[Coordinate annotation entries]
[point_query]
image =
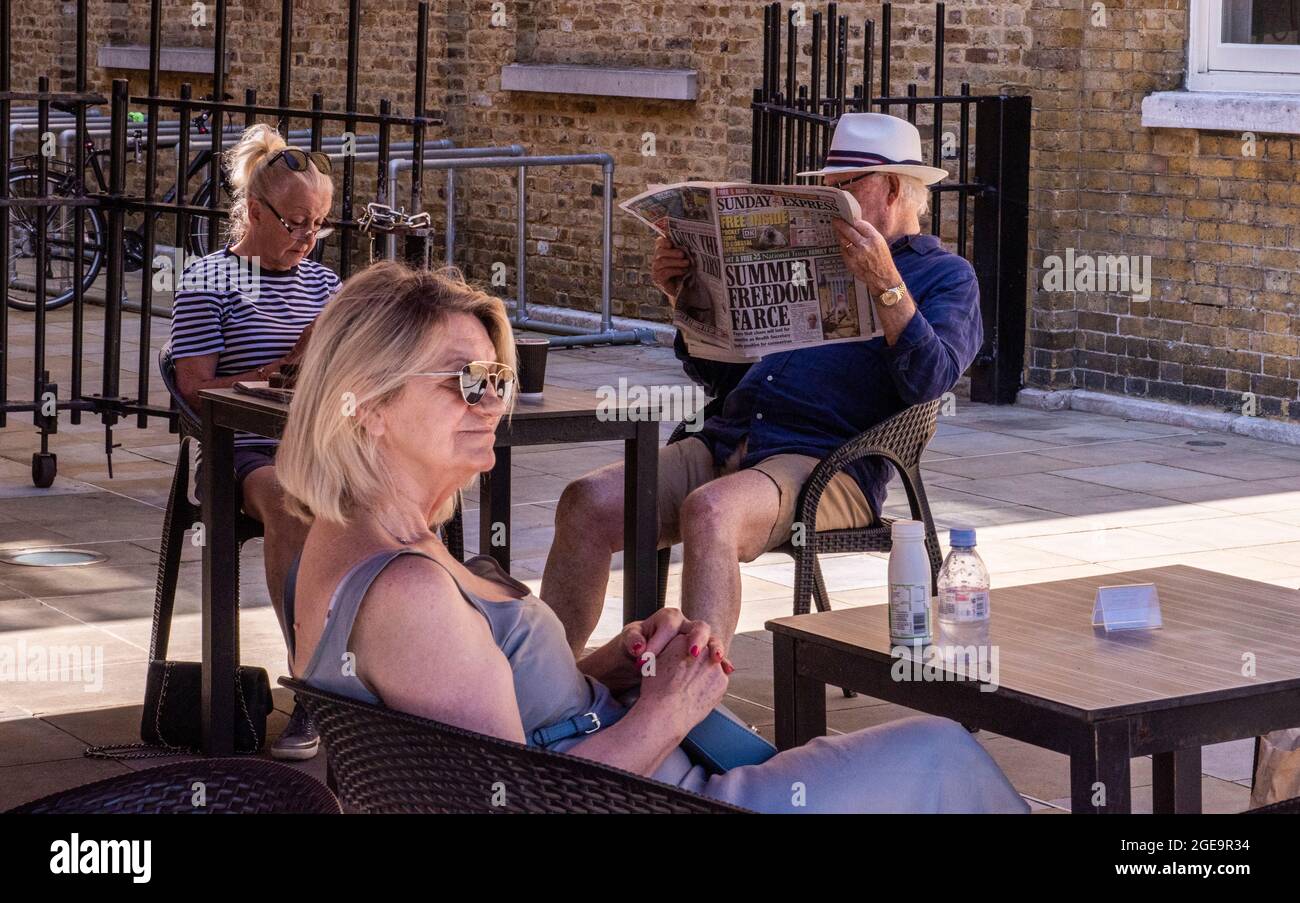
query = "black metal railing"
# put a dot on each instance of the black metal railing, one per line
(794, 114)
(81, 186)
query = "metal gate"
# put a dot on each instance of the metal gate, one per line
(63, 221)
(794, 117)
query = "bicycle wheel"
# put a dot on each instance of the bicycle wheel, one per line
(200, 243)
(60, 243)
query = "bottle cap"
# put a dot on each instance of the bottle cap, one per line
(962, 537)
(908, 530)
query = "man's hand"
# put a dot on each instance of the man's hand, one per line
(867, 256)
(668, 267)
(653, 635)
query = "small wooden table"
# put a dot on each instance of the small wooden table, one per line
(562, 415)
(1225, 665)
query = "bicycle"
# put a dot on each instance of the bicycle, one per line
(63, 181)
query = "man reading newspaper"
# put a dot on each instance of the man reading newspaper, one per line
(728, 491)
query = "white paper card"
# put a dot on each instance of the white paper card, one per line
(1129, 607)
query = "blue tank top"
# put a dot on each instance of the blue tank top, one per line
(549, 687)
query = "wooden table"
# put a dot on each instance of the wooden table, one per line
(1066, 686)
(559, 416)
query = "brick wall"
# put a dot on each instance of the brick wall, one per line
(1222, 315)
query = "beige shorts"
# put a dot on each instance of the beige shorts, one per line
(688, 464)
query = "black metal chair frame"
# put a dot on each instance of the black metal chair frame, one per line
(385, 762)
(245, 786)
(901, 439)
(181, 515)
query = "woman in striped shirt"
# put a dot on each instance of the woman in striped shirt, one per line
(243, 312)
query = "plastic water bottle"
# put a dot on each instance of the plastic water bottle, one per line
(962, 582)
(909, 585)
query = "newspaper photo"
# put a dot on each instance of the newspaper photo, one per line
(766, 269)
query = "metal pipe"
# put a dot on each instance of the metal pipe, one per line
(607, 248)
(521, 164)
(78, 224)
(219, 92)
(354, 42)
(421, 65)
(520, 243)
(286, 51)
(151, 152)
(453, 153)
(42, 257)
(113, 300)
(885, 42)
(936, 150)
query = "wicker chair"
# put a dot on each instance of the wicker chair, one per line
(386, 762)
(900, 439)
(229, 786)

GIVEN REQUEST: Every entry above needs to be retyped exactly; drop the pictures.

ANSWER IN FULL:
[point_query]
image =
query = "black metal railing"
# put a dot on each instance of the black metal railing, one per line
(794, 114)
(81, 186)
query = "metal gate"
# put a dot on each instance of the metal gate, one per line
(63, 221)
(794, 117)
query = "bicycle wheel"
# put a dot on each instance of the bicycle wheel, one per line
(200, 243)
(60, 243)
query = "bottle cap"
# put a dot on each instance of the bottle cap, one per line
(962, 537)
(908, 530)
query = "man's hand"
# put a dot on each instance of the man's hand, one per line
(867, 256)
(668, 267)
(653, 635)
query = "small wooden table"
# put a dot on each instance of the small wooden table, one per line
(562, 415)
(1225, 665)
query = "bicycle"
# put a dot on each instance of the bicycle, one per line
(63, 181)
query = "man reading newspaper"
# put a dot on each instance of the man reading newspaper, one per line
(728, 491)
query = "white paper card"
# put a dot on each instance of the white paper card, one per line
(1129, 607)
query = "blue tank top"
# put a dot on each instance of the blue tank top, one per line
(549, 687)
query = "wooden table"
# put a dot on each instance of the wooden table, one per line
(1066, 686)
(559, 416)
query = "brick wall"
# put a dot on each instance of the brick wall, one per line
(1222, 315)
query = "beige shorts"
# put a dot on each instance of the beige shorts, one per line
(688, 464)
query = "black metal chair frame"
# put a dot on each instance of the black metal chair frame, one per line
(385, 762)
(245, 786)
(901, 439)
(181, 515)
query = "woman in striped shirt"
# put a dot on each instance of the woman in striped shirt, one per line
(243, 312)
query = "plastic water bottle"
# put a dot on each instance of the plastic water bottle, one per line
(962, 582)
(909, 585)
query = "newspaper photo"
# put a dot on each instance of the newspaper photo, one per line
(766, 269)
query = "metal pipe"
# put a dot on each instance of the metal pipe, one per line
(607, 248)
(521, 164)
(78, 224)
(219, 92)
(354, 42)
(421, 65)
(520, 243)
(286, 51)
(151, 152)
(453, 153)
(42, 257)
(113, 300)
(885, 42)
(936, 150)
query = "wicker chair"
# put a dot on each instance of the wicker chair, one per line
(386, 762)
(900, 439)
(229, 786)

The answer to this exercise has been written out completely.